[Entries on locating named things]
⁂

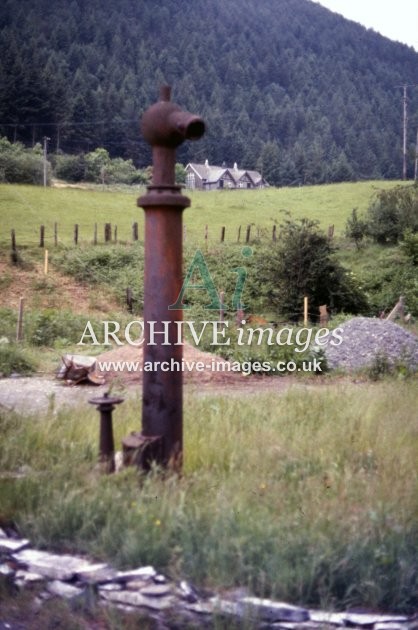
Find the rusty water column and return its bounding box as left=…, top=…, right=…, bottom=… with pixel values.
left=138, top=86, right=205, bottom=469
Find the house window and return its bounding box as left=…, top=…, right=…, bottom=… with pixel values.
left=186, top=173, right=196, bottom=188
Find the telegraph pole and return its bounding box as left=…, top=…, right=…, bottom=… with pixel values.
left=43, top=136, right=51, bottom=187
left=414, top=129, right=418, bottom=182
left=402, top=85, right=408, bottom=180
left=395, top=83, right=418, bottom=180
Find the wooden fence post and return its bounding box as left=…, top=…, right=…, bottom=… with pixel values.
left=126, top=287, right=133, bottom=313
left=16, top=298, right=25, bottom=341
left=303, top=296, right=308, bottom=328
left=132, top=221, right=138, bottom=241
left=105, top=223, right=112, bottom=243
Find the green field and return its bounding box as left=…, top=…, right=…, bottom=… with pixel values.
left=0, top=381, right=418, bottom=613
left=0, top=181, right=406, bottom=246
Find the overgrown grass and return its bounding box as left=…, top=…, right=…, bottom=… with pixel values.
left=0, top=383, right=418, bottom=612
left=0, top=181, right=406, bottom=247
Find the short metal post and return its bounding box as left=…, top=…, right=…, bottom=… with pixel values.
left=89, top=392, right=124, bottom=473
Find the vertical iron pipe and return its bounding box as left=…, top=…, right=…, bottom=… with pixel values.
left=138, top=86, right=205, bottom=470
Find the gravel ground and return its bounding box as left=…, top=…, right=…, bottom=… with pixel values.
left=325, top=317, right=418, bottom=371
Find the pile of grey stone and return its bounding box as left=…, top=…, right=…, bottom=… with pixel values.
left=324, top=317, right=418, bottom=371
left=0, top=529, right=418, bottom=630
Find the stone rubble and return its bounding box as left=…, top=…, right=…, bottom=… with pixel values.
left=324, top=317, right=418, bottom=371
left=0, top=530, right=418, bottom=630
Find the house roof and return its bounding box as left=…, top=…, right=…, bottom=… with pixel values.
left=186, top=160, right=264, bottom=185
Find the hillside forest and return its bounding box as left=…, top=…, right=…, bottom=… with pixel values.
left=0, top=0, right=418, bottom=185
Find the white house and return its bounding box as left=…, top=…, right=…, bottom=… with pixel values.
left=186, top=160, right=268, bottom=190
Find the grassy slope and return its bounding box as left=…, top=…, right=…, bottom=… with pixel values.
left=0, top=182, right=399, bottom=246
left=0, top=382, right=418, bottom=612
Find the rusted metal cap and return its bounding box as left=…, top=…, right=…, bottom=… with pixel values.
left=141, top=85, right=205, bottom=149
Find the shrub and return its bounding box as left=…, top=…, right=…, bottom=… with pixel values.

⁂

# WHAT IS REQUIRED
Retype the listing from the line with "Find the house window" to the line with "left=186, top=160, right=268, bottom=190", including both of those lines. Keep every character of each line unchanged.

# RESPONSE FOR THIS EXERCISE
Find the house window and return its bounding box as left=…, top=…, right=…, bottom=… with pixel values.
left=186, top=173, right=196, bottom=188
Find the telegraph pole and return its bounding box as left=…, top=…, right=…, bottom=… with pixel values.
left=43, top=136, right=51, bottom=187
left=414, top=129, right=418, bottom=182
left=402, top=85, right=408, bottom=180
left=395, top=83, right=418, bottom=180
Find the wooden fence post and return its bounding box as left=…, top=…, right=…, bottom=… with pixel values.
left=126, top=287, right=133, bottom=313
left=16, top=298, right=25, bottom=341
left=303, top=296, right=308, bottom=328
left=132, top=221, right=138, bottom=241
left=105, top=223, right=112, bottom=243
Find the green field and return its bounding box as left=…, top=…, right=…, bottom=… with pixel values.
left=0, top=381, right=418, bottom=613
left=0, top=181, right=406, bottom=246
Find the overgrown grass and return its bounding box as left=…, top=…, right=…, bottom=… with pixel values.
left=0, top=383, right=418, bottom=612
left=0, top=181, right=406, bottom=247
Find the short metal post and return its bounding box as left=…, top=…, right=…, bottom=… with pixel values.
left=89, top=392, right=124, bottom=473
Find the vertical iron pipe and return its bounding box as left=…, top=…, right=…, bottom=… with pixel values.
left=138, top=86, right=205, bottom=470
Find the gravel ground and return its bounding box as left=…, top=…, right=…, bottom=… with pixel values.
left=325, top=317, right=418, bottom=371
Find the pile of grey stone and return its bounding box as left=…, top=…, right=…, bottom=… with pixel values.
left=324, top=317, right=418, bottom=371
left=0, top=529, right=418, bottom=630
Find the stone rubble and return its bounding box as left=…, top=…, right=…, bottom=… with pixel values.
left=324, top=317, right=418, bottom=371
left=0, top=530, right=418, bottom=630
Find the house roof and return its bounding box as left=…, top=…, right=…, bottom=… with pixel values.
left=186, top=160, right=264, bottom=185
Find the hillside forest and return its bounding box as left=…, top=…, right=…, bottom=… with pixel values.
left=0, top=0, right=418, bottom=185
Find the white house and return its bounding box as left=…, top=…, right=…, bottom=… with pixel values.
left=186, top=160, right=268, bottom=190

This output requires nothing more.